Woolworths Group has become Australia’s first retailer and second ASX20 company to have its emission reduction targets endorsed by the global Science Based Targets initiative (SBTi).
The company has committed to reduce absolute Scope 1 and 2 greenhouse gas emissions (from its own operations) 63 per cent by 2030 from a 2015 base year. It has also committed to reduce absolute Scope 3 greenhouse gas emissions (associated with its broader supply chain and waste) 19 per cent by 2030 from a 2015 base year. Carbon offsets are not counted towards SBTi targets and are not part of the emissions reduction target to 2030.
These targets have been validated by the SBTi as being consistent with the contribution Woolworths Group needs to make to align with the Paris Agreement’s most ambitious goal of limiting climate change to 1.5 degrees on 2015 levels. The SBTi is a collaboration between the UN Global Compact, the World Wide Fund for Nature (WWF), CDP and the World Resources Institute, designed to drive corporate climate action and independently assess emission targets.
A number of programs to reduce greenhouse gas emissions are underway across the Group and have already lowered emissions by 24 per cent on 2015 levels, putting the business in good stead to meet its future targets.
Woolworths Group Head of Sustainability Governance, Fiona Walmsley said: “We’ve made good progress in reducing our emissions by almost a quarter over the past five years, with the rollout of solar and energy efficiency programs.
“We’re clear we have a long way to go and will continue our transition to a less energy intensive operation and cleaner energy mix. This endorsement of our science-based reduction targets demonstrates we’re on the right track to make a meaningful contribution to the collective effort to tackle climate change over the next decade and beyond.

Records>

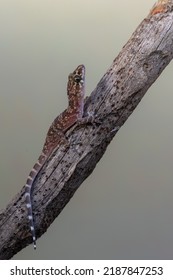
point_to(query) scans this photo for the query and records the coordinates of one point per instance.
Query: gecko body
(56, 134)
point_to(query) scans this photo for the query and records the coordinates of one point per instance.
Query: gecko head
(77, 78)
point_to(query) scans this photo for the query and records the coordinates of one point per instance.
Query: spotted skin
(56, 134)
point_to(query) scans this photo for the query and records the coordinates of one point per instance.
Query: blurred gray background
(124, 210)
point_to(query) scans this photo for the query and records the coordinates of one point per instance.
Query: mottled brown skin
(56, 133)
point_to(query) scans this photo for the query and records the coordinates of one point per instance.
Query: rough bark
(122, 87)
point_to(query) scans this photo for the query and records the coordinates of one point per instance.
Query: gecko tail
(28, 193)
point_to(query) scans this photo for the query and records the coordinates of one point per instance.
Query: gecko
(56, 134)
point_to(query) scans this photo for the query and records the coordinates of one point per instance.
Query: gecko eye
(77, 79)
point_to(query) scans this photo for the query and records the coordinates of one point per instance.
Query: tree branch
(138, 65)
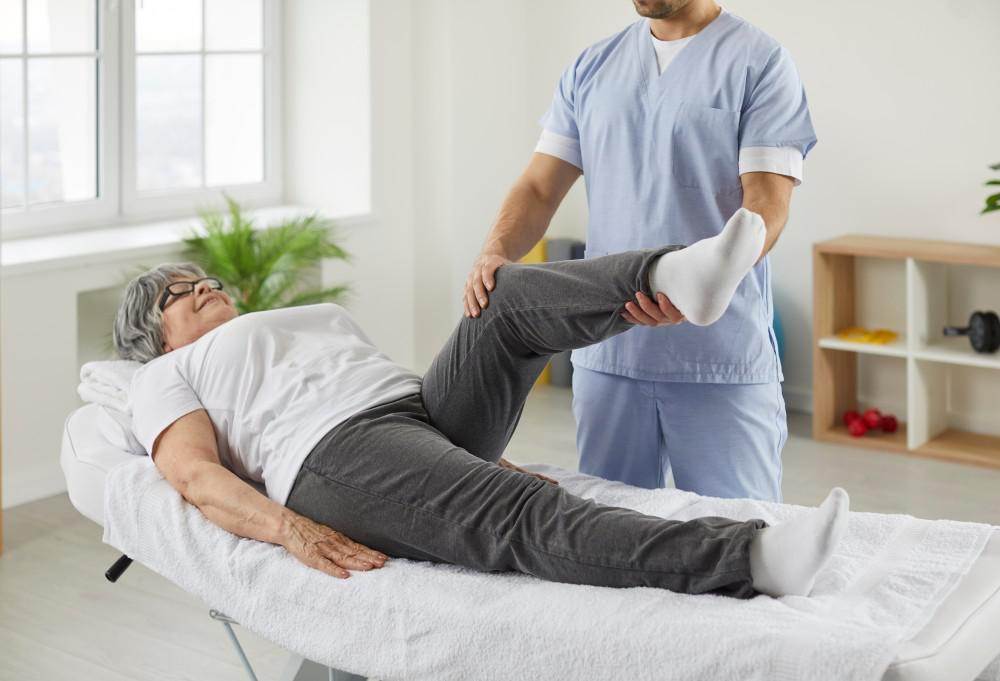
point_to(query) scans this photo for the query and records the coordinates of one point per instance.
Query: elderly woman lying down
(363, 460)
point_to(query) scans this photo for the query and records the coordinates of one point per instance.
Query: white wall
(902, 95)
(338, 97)
(472, 138)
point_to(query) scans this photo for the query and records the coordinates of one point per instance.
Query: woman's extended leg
(390, 480)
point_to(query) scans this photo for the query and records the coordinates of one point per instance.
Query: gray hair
(138, 332)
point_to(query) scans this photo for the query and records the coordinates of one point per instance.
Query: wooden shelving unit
(929, 356)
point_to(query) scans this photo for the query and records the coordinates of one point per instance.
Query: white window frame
(118, 202)
(48, 218)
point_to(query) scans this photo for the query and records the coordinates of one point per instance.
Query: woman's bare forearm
(234, 505)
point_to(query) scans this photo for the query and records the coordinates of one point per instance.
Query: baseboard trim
(23, 487)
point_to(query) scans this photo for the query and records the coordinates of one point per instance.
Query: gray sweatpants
(416, 478)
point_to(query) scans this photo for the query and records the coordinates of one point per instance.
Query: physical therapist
(675, 123)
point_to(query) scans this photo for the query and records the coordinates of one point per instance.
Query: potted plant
(993, 201)
(264, 269)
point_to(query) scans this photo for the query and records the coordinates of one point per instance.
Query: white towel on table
(107, 383)
(417, 620)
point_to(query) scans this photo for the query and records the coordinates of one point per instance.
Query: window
(118, 111)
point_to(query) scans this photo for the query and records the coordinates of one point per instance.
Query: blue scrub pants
(720, 440)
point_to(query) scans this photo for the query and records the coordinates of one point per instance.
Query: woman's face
(189, 316)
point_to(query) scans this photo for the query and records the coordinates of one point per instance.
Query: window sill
(127, 243)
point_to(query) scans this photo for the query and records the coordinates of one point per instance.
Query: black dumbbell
(983, 331)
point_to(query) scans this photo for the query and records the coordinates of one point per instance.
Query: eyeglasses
(179, 289)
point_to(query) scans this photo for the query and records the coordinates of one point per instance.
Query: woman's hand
(325, 549)
(504, 463)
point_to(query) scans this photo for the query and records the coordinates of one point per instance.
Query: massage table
(960, 640)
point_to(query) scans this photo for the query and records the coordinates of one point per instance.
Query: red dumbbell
(872, 418)
(857, 427)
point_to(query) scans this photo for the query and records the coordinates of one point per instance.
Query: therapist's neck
(686, 21)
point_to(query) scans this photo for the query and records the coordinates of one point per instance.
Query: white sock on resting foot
(701, 279)
(785, 558)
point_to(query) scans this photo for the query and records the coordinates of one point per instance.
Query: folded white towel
(418, 620)
(107, 383)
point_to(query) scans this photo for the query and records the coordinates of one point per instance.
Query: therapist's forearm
(232, 504)
(522, 221)
(769, 195)
(775, 217)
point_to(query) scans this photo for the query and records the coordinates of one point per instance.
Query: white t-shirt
(273, 384)
(778, 160)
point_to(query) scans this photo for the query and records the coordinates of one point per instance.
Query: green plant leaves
(992, 204)
(266, 269)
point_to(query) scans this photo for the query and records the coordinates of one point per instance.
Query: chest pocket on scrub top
(705, 148)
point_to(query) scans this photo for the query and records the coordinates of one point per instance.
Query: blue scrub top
(661, 165)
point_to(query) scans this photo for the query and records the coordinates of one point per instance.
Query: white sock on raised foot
(701, 279)
(785, 558)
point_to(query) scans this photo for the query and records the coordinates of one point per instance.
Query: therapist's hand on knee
(481, 280)
(647, 312)
(325, 549)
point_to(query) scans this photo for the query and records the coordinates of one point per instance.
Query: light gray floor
(59, 618)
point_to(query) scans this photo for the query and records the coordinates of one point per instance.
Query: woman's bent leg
(476, 387)
(388, 479)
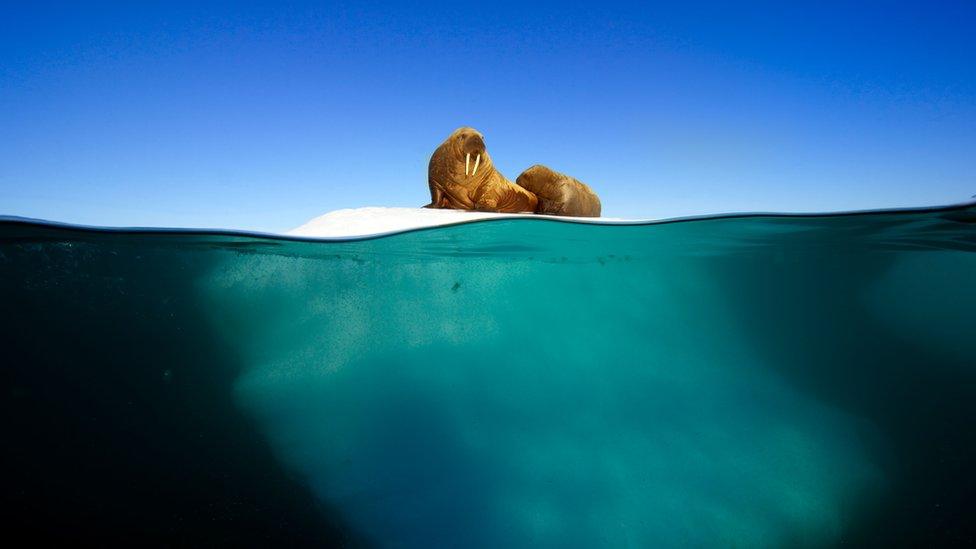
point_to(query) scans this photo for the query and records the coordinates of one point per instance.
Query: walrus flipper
(558, 193)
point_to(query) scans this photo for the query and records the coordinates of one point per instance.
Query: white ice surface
(378, 220)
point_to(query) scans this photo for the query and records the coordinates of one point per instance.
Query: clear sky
(262, 116)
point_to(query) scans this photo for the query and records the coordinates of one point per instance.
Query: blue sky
(260, 116)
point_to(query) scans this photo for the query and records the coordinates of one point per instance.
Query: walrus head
(462, 176)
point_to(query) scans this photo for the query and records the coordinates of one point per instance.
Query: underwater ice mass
(756, 381)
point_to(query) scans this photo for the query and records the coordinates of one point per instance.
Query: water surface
(735, 381)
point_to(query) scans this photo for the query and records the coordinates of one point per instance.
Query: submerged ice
(559, 394)
(759, 381)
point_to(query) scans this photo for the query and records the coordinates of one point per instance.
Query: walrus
(462, 176)
(558, 193)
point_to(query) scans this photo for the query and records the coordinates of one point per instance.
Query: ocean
(749, 381)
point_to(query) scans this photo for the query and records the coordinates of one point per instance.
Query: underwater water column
(751, 381)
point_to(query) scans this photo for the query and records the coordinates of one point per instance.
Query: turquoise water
(739, 381)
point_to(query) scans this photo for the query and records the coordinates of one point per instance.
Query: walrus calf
(559, 194)
(462, 176)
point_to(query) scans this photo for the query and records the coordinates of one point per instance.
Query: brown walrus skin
(460, 181)
(559, 194)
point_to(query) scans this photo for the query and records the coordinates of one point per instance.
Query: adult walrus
(462, 176)
(559, 194)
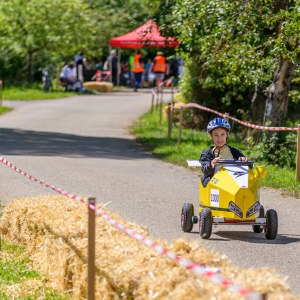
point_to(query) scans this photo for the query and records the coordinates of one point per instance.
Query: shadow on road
(31, 143)
(258, 238)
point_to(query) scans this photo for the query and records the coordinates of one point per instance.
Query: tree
(239, 46)
(60, 26)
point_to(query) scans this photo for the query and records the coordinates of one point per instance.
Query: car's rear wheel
(271, 227)
(187, 214)
(205, 223)
(256, 228)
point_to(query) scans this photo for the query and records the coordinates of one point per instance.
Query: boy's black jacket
(205, 159)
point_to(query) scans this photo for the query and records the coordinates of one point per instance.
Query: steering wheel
(234, 162)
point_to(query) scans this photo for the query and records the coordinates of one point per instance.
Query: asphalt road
(83, 145)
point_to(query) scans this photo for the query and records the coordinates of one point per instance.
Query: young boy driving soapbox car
(229, 189)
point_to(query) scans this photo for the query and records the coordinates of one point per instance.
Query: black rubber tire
(271, 227)
(205, 223)
(187, 214)
(256, 228)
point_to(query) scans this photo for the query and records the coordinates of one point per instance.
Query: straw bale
(176, 111)
(54, 230)
(102, 87)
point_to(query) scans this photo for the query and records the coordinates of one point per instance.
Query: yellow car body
(233, 194)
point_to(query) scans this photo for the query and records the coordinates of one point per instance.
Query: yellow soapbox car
(232, 197)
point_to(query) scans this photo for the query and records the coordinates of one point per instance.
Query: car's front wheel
(187, 214)
(205, 223)
(257, 228)
(271, 227)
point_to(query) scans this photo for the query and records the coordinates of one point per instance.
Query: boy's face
(219, 136)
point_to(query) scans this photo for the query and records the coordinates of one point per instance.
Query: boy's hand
(243, 159)
(214, 161)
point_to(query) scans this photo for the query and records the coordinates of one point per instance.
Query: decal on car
(214, 198)
(235, 209)
(239, 174)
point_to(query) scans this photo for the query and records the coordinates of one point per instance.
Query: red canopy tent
(146, 35)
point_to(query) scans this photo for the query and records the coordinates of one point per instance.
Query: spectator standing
(70, 77)
(81, 66)
(131, 66)
(146, 78)
(160, 66)
(138, 70)
(113, 60)
(99, 66)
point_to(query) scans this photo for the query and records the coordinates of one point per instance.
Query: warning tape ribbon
(237, 120)
(189, 264)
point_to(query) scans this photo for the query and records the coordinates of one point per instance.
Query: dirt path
(82, 144)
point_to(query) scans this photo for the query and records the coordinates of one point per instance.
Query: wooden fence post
(152, 103)
(298, 155)
(91, 250)
(180, 126)
(169, 121)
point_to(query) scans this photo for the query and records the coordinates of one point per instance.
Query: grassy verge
(4, 109)
(33, 93)
(18, 279)
(154, 137)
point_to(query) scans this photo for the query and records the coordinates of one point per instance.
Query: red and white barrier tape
(189, 264)
(234, 119)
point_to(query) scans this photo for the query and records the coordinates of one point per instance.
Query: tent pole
(119, 66)
(110, 62)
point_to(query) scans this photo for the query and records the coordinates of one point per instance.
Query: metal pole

Actions to take>
- A) Rewrite the paragraph of the Woolworths emissions article that begins "The company has committed" as a short bulleted list that keeps its main facts.
- B) Print the part of the Woolworths emissions article starting at "Woolworths Group has" and ending at "Targets initiative (SBTi).", with no changes.

Answers by item number>
- A)
- Cut absolute Scope 1 and 2 emissions (own operations) 63 per cent by 2030 from a 2015 base year.
- Cut absolute Scope 3 emissions (broader supply chain and waste) 19 per cent by 2030 from a 2015 base year.
- Carbon offsets do not count toward SBTi targets or the 2030 reduction target.

- B)
Woolworths Group has become Australia’s first retailer and second ASX20 company to have its emission reduction targets endorsed by the global Science Based Targets initiative (SBTi).